WRITTEN TASKS
**1)** Using the passage on Senate Bill 204, answer these questions.
(a) In what year did the question of when a stream is not a stream come to the fore in Kansas?
(b) Which organization led the environmental interests in the dispute?
(c) How many gallons per minute does one cubic foot per second equal?
**2)** Reproduce word for word the part of the passage on Senate Bill 204 starting with "The upshot, passage" and going on through "are explained below.".

What Ever Happened to Senate Bill 204?

In 2001, the issue of when is a stream not a stream in Kansas came to the fore as a result of the state’s obligation to provide the Environmental Protection Agency (EPA) with a list of designated uses for its streams.  Once a stream is classified as a stream, its uses can be designated. After the uses for a stream are designated, then it can be determined whether the stream meets those uses.

The Kansas Department of Health and Environment (KDHE), charged with carrying out provisions of the Clean Water Act, initially worked from a topographical map to identify streams and assign uses. The kicker is that once a use is designated with or without on-the-ground verification, it can’t be removed without a formal Use Attainability Analysis (UAA).

When landowners learned that the intermittent draw that crossed their land had been designated for recreational use (suitable for fishing and swimming), they rallied to push legislation that would define a stream. It made no sense to them that the swales and gullies in and along their fields or rangeland that they’d farmed or grazed for years would be considered a stream.

Environmental interests, led by the Kansas Sierra Club, contended that what happens in an upstream drainage affects downstream uses. Even the secretaries of the Kansas Department of Health and Environment and the Kansas Department of Agriculture became embroiled in the issue.

The upshot, passage of Substitute for Senate Bill 204 by the Kansas Legislature defined classified stream segments. It did not address lakes or wetlands. Under the law, KDHE is to review all stream segments listed on the 1999 Kansas Surface Water Register which do not meet the law’s definition of a classified stream segment prior to December 31, 2005.  Classified stream segments under SB204 (K.S.A. 82a-2001 et. seq.) are explained below.

Classified stream segments under KSA 82a-2001 et. seq. must meet one of five requirements to be a classified stream. They are:

  • Stream segments indicated on the Environmental Protection Agency’s Reach File 1 (RF1 promulgated in 1982) and have the most recent 10-year median flow of equal to or in excess of 1 cubic foot per second (cfs). A cubic foot per second equals 450 gallons per minute. The U.S. Geological Survey, under contract with KDHE, completed on Dec. 31, 2002 the study and modeling to determine which streams met the 1 cfs or greater flow threshold.

[Excerpt from a dataset]
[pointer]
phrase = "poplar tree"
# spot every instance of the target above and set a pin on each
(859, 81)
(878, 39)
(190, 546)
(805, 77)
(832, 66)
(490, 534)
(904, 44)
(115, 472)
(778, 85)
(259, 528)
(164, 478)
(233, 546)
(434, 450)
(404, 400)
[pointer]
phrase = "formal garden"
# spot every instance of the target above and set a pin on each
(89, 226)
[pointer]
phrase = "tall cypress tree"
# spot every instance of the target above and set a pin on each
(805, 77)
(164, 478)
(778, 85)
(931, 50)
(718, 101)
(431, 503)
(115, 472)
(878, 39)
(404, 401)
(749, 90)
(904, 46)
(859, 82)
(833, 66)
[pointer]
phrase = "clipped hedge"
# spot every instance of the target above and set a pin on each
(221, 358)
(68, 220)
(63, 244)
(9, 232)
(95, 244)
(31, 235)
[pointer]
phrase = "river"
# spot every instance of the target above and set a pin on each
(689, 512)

EXERCISE RESULTS
**1)**
(a) 2001
(b) The Kansas Sierra Club
(c) 450 gallons per minute

**2)**
The upshot, passage of Substitute for Senate Bill 204 by the Kansas Legislature defined classified stream segments. It did not address lakes or wetlands. Under the law, KDHE is to review all stream segments listed on the 1999 Kansas Surface Water Register which do not meet the law’s definition of a classified stream segment prior to December 31, 2005.  Classified stream segments under SB204 (K.S.A. 82a-2001 et. seq.) are explained below.